* start Page extract *

Brilliant pairing of music and sand art at Celestial Pipes concert

Cologne-based organist Winfried Bonig. PHOTO: SINGAPORE SYMPHONY ORCHESTRA

REVIEW / CONCERT

CELESTIAL PIPES

Winfried Bonig (organ), Lawrence Koh (sand artist)

Victoria Concert Hall/Last Saturday


It was either an extremely clever or an astonishingly brave bit of programming that paired a clipped, precise and economically gestured German organist with a flamboyant, dishevelled and extravagant-gestured Singaporean sand artist. Whatever brought the pairing about, it was a brilliant success.

Cologne-based organist Winfried Bonig opened the latest concert in the occasional Victoria Concert Hall (VCH) Organ Series with solo pieces by the two most popular composers for the organ, Bach and Widor. His playing was technically superb and precise, but he rarely ventured into the realms of interpretation, preferring to play what was written and impose little personality on it.

As a result, Bach's majestic finale from the St Matthew Passion felt decidedly un-majestic, while Widor's delicious Allegro Cantabile (from the Fifth Symphony) buried its head in the details. There was, however, undoubted excitement in a very brisk but perfectly articulated account of Widor's ubiquitous Toccata, while Bach's Sicilienne captured the spirit of the dance.

While this approach may be a recipe for dullness, Bonig had one trick up his sleeve.

* end Page extract *
* start Stored data *

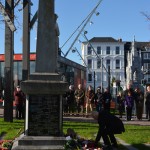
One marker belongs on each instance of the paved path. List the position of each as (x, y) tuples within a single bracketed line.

* end Stored data *

» What you will do
1. Print the part of the concert review that begins at the words "As a result, Bach's" and stops after "of the dance.".
2. Carry on the Celestial Pipes concert review, picking up right after its last sentence.

» Results by task
1.
As a result, Bach's majestic finale from the St Matthew Passion felt decidedly un-majestic, while Widor's delicious Allegro Cantabile (from the Fifth Symphony) buried its head in the details. There was, however, undoubted excitement in a very brisk but perfectly articulated account of Widor's ubiquitous Toccata, while Bach's Sicilienne captured the spirit of the dance.

2.
Unlike any organist I have ever heard play the VCH Klais, he not only knew the sounds he wanted, but revealed them through ingenious use of registration (he needed two assistants to help him in that department) and even more clever use of switching between the keyboards. What these performances lacked in musical impact, they more than made up for in sheer aural enchantment.

Holst's Planets Suite was conceived for vast orchestra. This performance saw it pared down to a single instrument by the late Arthur Wills. And it was the programme planner who had the great idea of adding sand-artist Lawrence Koh to the mix.

Somehow, the idea of the vast eternity of space being recreated by the essential ephemerality of sand art seemed incongruous. But Koh wisely made no attempt either to evoke the solar system nor the astrological beliefs behind Holst's music.

Instead, he created transient images of Roman temples, flowing god-like heroes and, at one point, a magical transformation of a man into an eagle. It fitted the music perfectly and his timing - ending each movement with a flamboyant flourish - was as exquisite as the images he conjured up from his sand box.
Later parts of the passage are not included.